RECORDS:
********

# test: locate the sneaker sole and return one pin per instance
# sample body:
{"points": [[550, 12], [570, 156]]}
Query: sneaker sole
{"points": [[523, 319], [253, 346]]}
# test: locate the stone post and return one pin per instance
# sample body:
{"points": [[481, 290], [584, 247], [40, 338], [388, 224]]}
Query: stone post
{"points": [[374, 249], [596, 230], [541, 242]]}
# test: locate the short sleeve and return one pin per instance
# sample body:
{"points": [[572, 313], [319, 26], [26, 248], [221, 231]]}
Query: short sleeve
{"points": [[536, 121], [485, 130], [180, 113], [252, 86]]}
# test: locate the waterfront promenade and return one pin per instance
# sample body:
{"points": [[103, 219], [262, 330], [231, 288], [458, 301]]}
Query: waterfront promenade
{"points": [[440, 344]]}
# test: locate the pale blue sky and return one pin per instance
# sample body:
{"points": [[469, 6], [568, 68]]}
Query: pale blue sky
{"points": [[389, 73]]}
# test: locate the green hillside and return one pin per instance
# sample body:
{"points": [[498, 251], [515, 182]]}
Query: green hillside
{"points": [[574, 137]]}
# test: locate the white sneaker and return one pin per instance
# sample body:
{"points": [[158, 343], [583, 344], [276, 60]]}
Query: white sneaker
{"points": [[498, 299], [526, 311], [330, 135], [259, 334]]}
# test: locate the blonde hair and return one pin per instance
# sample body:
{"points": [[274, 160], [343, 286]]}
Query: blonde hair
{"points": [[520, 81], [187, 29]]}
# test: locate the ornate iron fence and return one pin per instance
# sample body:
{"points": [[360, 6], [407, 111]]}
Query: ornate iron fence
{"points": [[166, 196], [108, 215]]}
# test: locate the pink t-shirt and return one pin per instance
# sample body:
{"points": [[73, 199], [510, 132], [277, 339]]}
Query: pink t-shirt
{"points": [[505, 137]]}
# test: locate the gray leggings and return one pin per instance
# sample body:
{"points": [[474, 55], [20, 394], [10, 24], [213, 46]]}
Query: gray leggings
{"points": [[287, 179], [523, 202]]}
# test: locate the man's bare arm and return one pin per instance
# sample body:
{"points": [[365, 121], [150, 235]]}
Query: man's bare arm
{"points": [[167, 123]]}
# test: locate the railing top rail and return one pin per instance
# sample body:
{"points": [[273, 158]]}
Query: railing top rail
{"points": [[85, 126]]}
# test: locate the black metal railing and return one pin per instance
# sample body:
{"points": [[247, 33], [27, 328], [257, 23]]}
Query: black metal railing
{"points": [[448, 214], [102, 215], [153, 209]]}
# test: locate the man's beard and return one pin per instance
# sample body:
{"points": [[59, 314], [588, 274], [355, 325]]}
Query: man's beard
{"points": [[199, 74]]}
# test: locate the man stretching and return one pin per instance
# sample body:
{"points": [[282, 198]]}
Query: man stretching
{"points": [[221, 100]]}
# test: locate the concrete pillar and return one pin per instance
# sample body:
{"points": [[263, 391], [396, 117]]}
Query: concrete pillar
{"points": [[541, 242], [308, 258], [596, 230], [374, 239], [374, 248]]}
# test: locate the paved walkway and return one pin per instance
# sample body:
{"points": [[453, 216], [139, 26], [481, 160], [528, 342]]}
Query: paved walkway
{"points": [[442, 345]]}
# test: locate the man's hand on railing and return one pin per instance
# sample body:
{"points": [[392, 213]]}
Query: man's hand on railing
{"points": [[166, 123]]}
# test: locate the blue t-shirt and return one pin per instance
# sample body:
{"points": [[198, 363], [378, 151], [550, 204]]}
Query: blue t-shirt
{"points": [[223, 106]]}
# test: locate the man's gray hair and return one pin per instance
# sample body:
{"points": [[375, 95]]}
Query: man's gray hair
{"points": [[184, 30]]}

********

TO DO: After reading the data above, print it all again exactly.

WRITTEN RESPONSE:
# test: locate the sneaker sole and return one pin per instance
# sample body:
{"points": [[550, 12], [570, 156]]}
Query: sneaker sole
{"points": [[523, 319], [253, 346]]}
# test: locate the stone post and return one pin per instance
# sample body:
{"points": [[481, 290], [584, 247], [40, 338], [388, 224]]}
Query: stone post
{"points": [[374, 249], [596, 230], [541, 242]]}
# test: locate the short sleeve and return one pin per instance
# sample body:
{"points": [[572, 313], [319, 26], [26, 248], [221, 231]]}
Query: short sleeve
{"points": [[536, 121], [485, 130], [180, 113], [252, 86]]}
# test: locate the waterfront promenade and return one pin per instance
# sample body:
{"points": [[103, 219], [262, 330], [231, 288], [458, 301]]}
Query: waterfront promenade
{"points": [[440, 344]]}
# test: locate the pale blue sky and return one pin per instance
# sample body:
{"points": [[469, 6], [568, 68]]}
Query: pale blue sky
{"points": [[389, 73]]}
# test: locate the green hillside and return one pin per instance
# sample body:
{"points": [[498, 251], [515, 182]]}
Query: green hillside
{"points": [[574, 137]]}
# test: locate the white sneaker and return one pin per instance
# sample body:
{"points": [[158, 343], [583, 344], [276, 60]]}
Query: white sneaker
{"points": [[498, 299], [526, 311], [330, 135], [259, 334]]}
# test: locate the blonde hair and return one pin per instance
# sample body:
{"points": [[274, 160], [343, 286]]}
Query: blonde hair
{"points": [[520, 81], [187, 29]]}
# test: locate the ornate iron fence and return one pin per instance
# sample body:
{"points": [[360, 6], [407, 111]]}
Query: ornate iron fence
{"points": [[166, 196], [108, 215]]}
# test: locate the pink t-shirt and return one pin per instance
# sample body:
{"points": [[73, 199], [510, 132], [277, 339]]}
Query: pink t-shirt
{"points": [[505, 137]]}
# test: locate the gray leggings and return one pin per instance
# sample body:
{"points": [[474, 55], [20, 394], [10, 24], [213, 46]]}
Query: gray leggings
{"points": [[287, 179], [523, 202]]}
# test: locate the man's bare arm and return one pin per instance
# sample body:
{"points": [[365, 121], [150, 235]]}
Query: man's bare arm
{"points": [[167, 123]]}
# test: locate the railing top rail and return one pin per instance
# sample body:
{"points": [[273, 158]]}
Query: railing top rail
{"points": [[85, 126]]}
# test: locate the black metal railing and return one pin per instance
# sample body:
{"points": [[247, 33], [27, 328], [257, 23]]}
Query: black metal railing
{"points": [[448, 214], [102, 215], [153, 209]]}
# test: locate the man's beard and return one pin per instance
# sample body:
{"points": [[59, 314], [588, 274], [355, 325]]}
Query: man's beard
{"points": [[199, 74]]}
# test: locate the man stretching and return one pin per instance
# sample body:
{"points": [[282, 198]]}
Query: man stretching
{"points": [[221, 100]]}
# test: locate the concrete pillar and return one pin per instance
# sample body:
{"points": [[263, 391], [396, 117]]}
Query: concrete pillar
{"points": [[541, 242], [308, 258], [596, 230], [374, 239], [374, 248]]}
# test: locate the paved walkway and return one pin per instance
# sample body:
{"points": [[453, 216], [139, 26], [481, 160], [528, 342]]}
Query: paved walkway
{"points": [[442, 345]]}
# test: locate the man's hand on railing and return one pin per instance
# sample body:
{"points": [[392, 213]]}
Query: man's hand on railing
{"points": [[166, 123]]}
# test: locate the blue t-shirt and return one pin per instance
# sample body:
{"points": [[198, 363], [378, 151], [550, 204]]}
Query: blue t-shirt
{"points": [[223, 106]]}
# test: locate the man's gray hair and return one pin per instance
# sample body:
{"points": [[375, 95]]}
Query: man's gray hair
{"points": [[184, 30]]}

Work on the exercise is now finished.